▸ WHAT IS EXPECTED
Every record below is to be restated verbatim, though its images are not.

#### DATASET ENTRIES ####

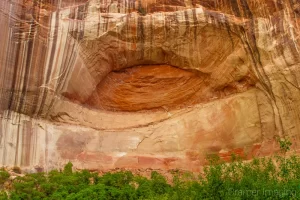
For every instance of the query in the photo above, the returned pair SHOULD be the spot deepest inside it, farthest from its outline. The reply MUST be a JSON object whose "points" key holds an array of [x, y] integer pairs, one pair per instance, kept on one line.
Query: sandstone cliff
{"points": [[146, 84]]}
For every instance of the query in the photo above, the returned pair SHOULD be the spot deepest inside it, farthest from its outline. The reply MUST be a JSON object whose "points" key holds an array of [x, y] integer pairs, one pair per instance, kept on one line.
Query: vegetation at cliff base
{"points": [[264, 178]]}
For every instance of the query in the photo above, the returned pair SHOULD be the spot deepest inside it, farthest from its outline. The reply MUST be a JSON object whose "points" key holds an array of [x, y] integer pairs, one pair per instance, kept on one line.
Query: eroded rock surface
{"points": [[146, 84]]}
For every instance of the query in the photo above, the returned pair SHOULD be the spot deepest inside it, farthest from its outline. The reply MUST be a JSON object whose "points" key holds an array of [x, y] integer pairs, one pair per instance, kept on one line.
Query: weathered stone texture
{"points": [[146, 84]]}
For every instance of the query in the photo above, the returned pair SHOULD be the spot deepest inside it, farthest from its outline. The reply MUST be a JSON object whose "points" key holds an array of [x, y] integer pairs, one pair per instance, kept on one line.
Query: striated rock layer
{"points": [[146, 84]]}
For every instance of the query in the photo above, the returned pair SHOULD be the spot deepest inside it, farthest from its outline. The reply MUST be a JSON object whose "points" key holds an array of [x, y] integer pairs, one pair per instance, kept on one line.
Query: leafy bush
{"points": [[262, 178]]}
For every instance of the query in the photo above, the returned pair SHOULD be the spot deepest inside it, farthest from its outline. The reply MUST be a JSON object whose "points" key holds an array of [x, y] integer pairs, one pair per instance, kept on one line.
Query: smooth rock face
{"points": [[146, 84]]}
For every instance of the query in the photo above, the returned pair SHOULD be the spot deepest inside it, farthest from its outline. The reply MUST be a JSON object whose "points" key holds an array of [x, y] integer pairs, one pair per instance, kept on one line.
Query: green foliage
{"points": [[262, 178]]}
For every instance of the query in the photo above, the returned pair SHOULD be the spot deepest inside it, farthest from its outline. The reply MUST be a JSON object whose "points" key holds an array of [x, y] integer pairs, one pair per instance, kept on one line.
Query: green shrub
{"points": [[262, 178]]}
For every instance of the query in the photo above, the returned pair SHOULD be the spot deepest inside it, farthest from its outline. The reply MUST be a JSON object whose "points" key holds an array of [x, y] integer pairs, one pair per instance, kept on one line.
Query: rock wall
{"points": [[146, 84]]}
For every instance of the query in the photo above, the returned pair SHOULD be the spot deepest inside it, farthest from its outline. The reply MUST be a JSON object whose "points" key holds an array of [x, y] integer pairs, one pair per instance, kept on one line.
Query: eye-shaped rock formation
{"points": [[146, 84]]}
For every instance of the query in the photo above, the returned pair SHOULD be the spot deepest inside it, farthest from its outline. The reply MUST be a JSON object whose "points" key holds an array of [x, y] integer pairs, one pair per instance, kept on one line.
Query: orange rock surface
{"points": [[155, 84]]}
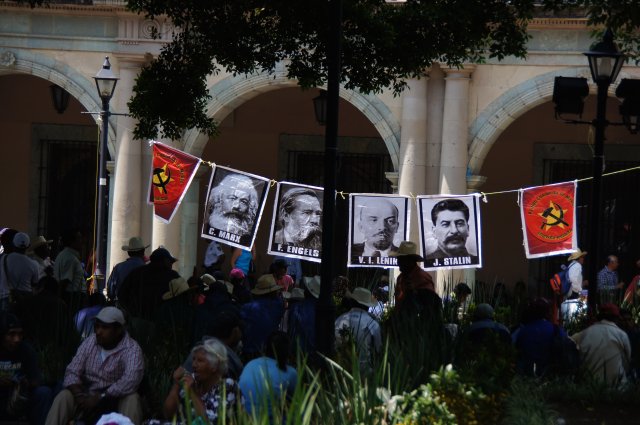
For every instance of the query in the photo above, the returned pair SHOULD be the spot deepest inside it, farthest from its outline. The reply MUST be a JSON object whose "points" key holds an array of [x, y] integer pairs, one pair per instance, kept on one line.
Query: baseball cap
{"points": [[111, 315], [162, 254]]}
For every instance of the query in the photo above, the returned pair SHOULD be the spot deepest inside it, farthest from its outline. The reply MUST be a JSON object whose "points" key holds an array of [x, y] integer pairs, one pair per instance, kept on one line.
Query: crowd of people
{"points": [[242, 337]]}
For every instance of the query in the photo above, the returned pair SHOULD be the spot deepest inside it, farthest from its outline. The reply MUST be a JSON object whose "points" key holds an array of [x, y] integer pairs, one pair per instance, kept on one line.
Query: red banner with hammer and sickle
{"points": [[549, 219], [171, 174]]}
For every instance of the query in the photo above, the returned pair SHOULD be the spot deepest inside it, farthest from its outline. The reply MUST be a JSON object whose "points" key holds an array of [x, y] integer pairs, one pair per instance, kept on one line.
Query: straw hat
{"points": [[135, 244], [38, 242], [407, 249], [176, 287], [313, 285], [361, 296], [577, 254], [266, 284]]}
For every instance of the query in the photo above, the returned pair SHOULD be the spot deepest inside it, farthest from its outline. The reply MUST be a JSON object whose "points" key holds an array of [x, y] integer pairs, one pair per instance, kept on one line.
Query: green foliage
{"points": [[525, 405], [382, 46]]}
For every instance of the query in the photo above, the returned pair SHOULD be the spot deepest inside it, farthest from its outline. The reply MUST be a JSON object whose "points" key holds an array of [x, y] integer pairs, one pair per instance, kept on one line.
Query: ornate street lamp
{"points": [[605, 62], [106, 84]]}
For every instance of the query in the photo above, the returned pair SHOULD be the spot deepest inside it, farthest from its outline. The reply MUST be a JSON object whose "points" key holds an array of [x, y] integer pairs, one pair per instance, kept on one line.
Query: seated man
{"points": [[20, 375], [103, 376]]}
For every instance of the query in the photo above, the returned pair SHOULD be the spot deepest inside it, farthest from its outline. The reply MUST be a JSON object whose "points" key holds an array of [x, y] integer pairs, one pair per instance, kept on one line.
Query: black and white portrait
{"points": [[377, 225], [296, 230], [450, 231], [234, 205]]}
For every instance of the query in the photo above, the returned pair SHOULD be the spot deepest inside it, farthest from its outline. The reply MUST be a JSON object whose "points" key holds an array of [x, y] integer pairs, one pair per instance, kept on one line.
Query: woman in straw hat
{"points": [[576, 260]]}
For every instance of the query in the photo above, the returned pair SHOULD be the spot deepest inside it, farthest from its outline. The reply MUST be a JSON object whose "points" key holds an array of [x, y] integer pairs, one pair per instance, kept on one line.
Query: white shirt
{"points": [[605, 350], [68, 267], [575, 276], [17, 271]]}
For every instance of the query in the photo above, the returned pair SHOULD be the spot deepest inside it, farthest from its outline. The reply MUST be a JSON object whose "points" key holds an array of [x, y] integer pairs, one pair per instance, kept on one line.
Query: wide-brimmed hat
{"points": [[296, 294], [162, 253], [361, 296], [483, 311], [177, 286], [21, 240], [313, 285], [266, 284], [577, 254], [38, 242], [135, 244], [407, 249], [110, 315]]}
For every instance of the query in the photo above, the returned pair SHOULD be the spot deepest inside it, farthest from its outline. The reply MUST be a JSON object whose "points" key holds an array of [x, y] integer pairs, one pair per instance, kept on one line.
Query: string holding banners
{"points": [[296, 229], [377, 225], [450, 235], [234, 206], [548, 219], [172, 172]]}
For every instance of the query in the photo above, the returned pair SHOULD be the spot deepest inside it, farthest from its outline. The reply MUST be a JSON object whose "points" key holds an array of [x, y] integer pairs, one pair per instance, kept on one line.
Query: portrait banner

####

▸ REPLY TO THE TASK
For every instance of the query in the photo above, the returned pair SHOULD be the spot deepest inside it, farthest from its outline. The reply MUST be a JSON object whose "points" key holds an array of [x, y] integer pairs, one pair per instance, kept on one line.
Query: sandstone cliff
{"points": [[146, 84]]}
For every instance of the query in the photo above, the returned pair SHOULD be the spot deepest inside it, farthest from its outline. The reply MUST be a JSON object whose "points" key holds an array of [x, y] integer pairs, one pair per instance, kept on one line.
Query: vegetation at cliff base
{"points": [[264, 178]]}
For every instance of the query in the photo above, the returned pair SHOULD be the spot deepest inside it, farthest from its outline. The reply MUST be a JSON object whose "points" key holds an array of [x, y] integer pairs, one pair per instance, kept on one line.
Query: eroded rock surface
{"points": [[146, 84]]}
For every instance of the query in the photo above, the returned pair SHOULD be the spot deepest inside it, farthest from its outline. The reply MUST be a JSON object whose "points" key holds an array of [x, y] integer pairs, one pair per instance, kept on one line.
Query: weathered stone texture
{"points": [[146, 84]]}
For every instance of the query in the photo above, the returned pair SHOULD be the spot deepest inside it, farthest from its outline. The reply MUST be a JSON object whose "points" key holds an array of [x, y] integer pairs, one pair per instance, kept on one line.
Query: striated rock layer
{"points": [[146, 84]]}
For every instance of the query in the photo above, the returned pair SHOULD be the spot deepest inside it, farthest from its outline. The reply MUST be a JSON object whose "points" key holds an array of [x, y] integer pairs, one pair per instance, kept on one line.
Query: leafy bush
{"points": [[262, 178]]}
For every instance of the query in the photo above, the returned pair SHOULD be the spot deepest inside it, farthest from its outline. The reply MUST be a JSON object whose "points" key holds an array of [x, y] integer pairs, one pair per instance, kept on one line.
Query: smooth rock face
{"points": [[146, 84]]}
For every instance of the query in the photo above, the returned pair SHOULD be the spot deepest inside it, farthest from its outline. The reply MUST be a JSON object whose "points" key holds an array of [x, y] integer pairs, one pair per instance, kept on one line.
Query: green foliage
{"points": [[262, 178]]}
For every instance of the query in the photo above, the returned pair SHOULD be the spot deepest inside it, farthest from its outline. The reply MUST be a JSON object whose "points" key holds an array of [x, y] integer pairs, one pair per instance, kept on one line.
Query: green shrub
{"points": [[262, 178]]}
For every instance of the query in the photo above, the returned pair SHOULD be the spot deepest inside it, farthest from its outline. The reply MUST be a JSON object whose "points" key holds an array of [x, y] integer pairs, one pair per instance, kept on one line.
Query: rock wall
{"points": [[146, 84]]}
For every instance of the query in the photo above, the returned pair SHOULD be the spot deepest inside it, farthest from its outline. The reply MUST be a JSON object whose "points" key holds an array of [x, y] integer pairs, one pair per instance, kept on one line.
Query: eye-shaped rock formation
{"points": [[146, 84]]}
For every instance of the query in the photo above, the returned pair SHOULD be the spot deepest inside it, farthest from its outline. The reply MUST be a JSON object whose "points" key holds an array of [x, y] integer pairs, one pair per instance, kept on one line.
Query: orange rock surface
{"points": [[155, 84]]}
For every instance of the query in the photo above, the returned pair SHOULD be the spot deepest inside it, farthest from its outline. The reply MUST be a JSON object whose "points" key holds an array of [x, y] integer pairs, one pair per instance, kept on one line.
Query: baseball cap
{"points": [[111, 315], [162, 254]]}
For every instance of the query in the photo above, the returned pair SHOULD be the spot deepest inside it, farthest from its outline. The reply MUST be a JSON object whose "points" key holds an array of [x, y] integer pairs, one pair per instance, kept on one line.
Query: crowd of people
{"points": [[242, 337]]}
For every instance of the query in the photo above, the returned pair SHOULD be the spot deepest inside it, farthest from its outline. The reply MUST be a JSON object whose "points" key holds an array of [x, y] integer pairs, one pair per instance, kept on one line.
Query: red banner with hammer and sickle
{"points": [[549, 219], [171, 174]]}
For every instance of the query in the photo above, the returned pair SHOULD be the spot deepest inside it, farthest from its outline. The reply MUST be a JSON object whose "points" key holds an array of [x, y] integer pairs, one pair per instance, kept on one line.
Query: straw hat
{"points": [[135, 244], [38, 242], [407, 249], [176, 287], [313, 285], [361, 296], [577, 254], [266, 284]]}
For every instance of the query in the photo above, the returned pair SHOULD be the spot deepest inside it, farthest from its outline. The reply MUST be a JSON object whose "points" key holds an array of [x, y] integer pairs, one pair per instance, kept on one line.
Query: green foliage
{"points": [[525, 405], [382, 46]]}
For every instance of the query in the photo above, the returned pair SHOULD be the spot deepest inside it, farthest from its outline. The reply MUST be a JSON object whose "points" key holds an array of [x, y] integer pairs, one pair per instance, kept on one line.
Query: ornate street lamp
{"points": [[605, 62], [106, 84]]}
For every instance of the query in the photo above, the returned pair SHOULD be the spot deepest inside it, farthest from its outline. The reply MUST be a JSON object whose "points" key holds an array of [x, y] integer pairs, one pair per instance, kept on one line.
Query: seated man
{"points": [[20, 375], [103, 376]]}
For every instance of the query in the photo above, the returned pair SHOULD be the spot deepest inside it, farthest from its outline. The reply MUST be a JSON object whose "points" key holds an array of [x, y] integer pairs, one pair per instance, kept on one line.
Query: black and white portrait
{"points": [[377, 225], [296, 230], [450, 231], [234, 205]]}
For every instance of the query in the photo above, the returned pair SHOULD be the spot deepest inside it, farthest from its outline. The reply MUST be a JSON object whose "points" key holds an array of [x, y] integer pairs, one pair per instance, kept on one line.
Query: woman in straw hat
{"points": [[576, 260]]}
For every instance of the query in the photo above, the returned pair SHOULD be the spot deepest inside it, farthest from its outline. The reply MUST be a JSON object whose "points" key holds an array of [x, y] integer pairs, one pair per instance, kept on one line.
Query: white shirt
{"points": [[605, 350], [68, 267], [575, 276], [17, 271]]}
For every instance of the query in the photo above, the returned pair SHOULD be the spot deepest inside it, farthest from its outline. The reply MUST be a JSON object whose "points" key holds an array of [x, y] integer pairs, one pair per instance, kept on one line.
Query: wide-brimmed hat
{"points": [[296, 294], [162, 253], [361, 296], [483, 311], [177, 286], [21, 240], [313, 285], [266, 284], [577, 254], [38, 242], [135, 244], [407, 249], [110, 315]]}
For every instance of the query in the photo above, the returned pair SHOULD be the spot deepest inside it, farthest from its outline. The reply MUST be a JSON object whose "points" key holds an array of [x, y] integer pairs, one pair per instance, kept on one line.
Query: string holding banners
{"points": [[296, 229], [377, 225], [450, 235], [234, 206], [548, 219], [172, 172]]}
For every instance of the query in the photo above, the returned pair SHOULD be the spot deepest inside it, farthest from its outline. The reply MUST be a JSON object whose "points" key holds an array of [x, y] integer pairs, one pair per instance, kept on one line.
Query: portrait banner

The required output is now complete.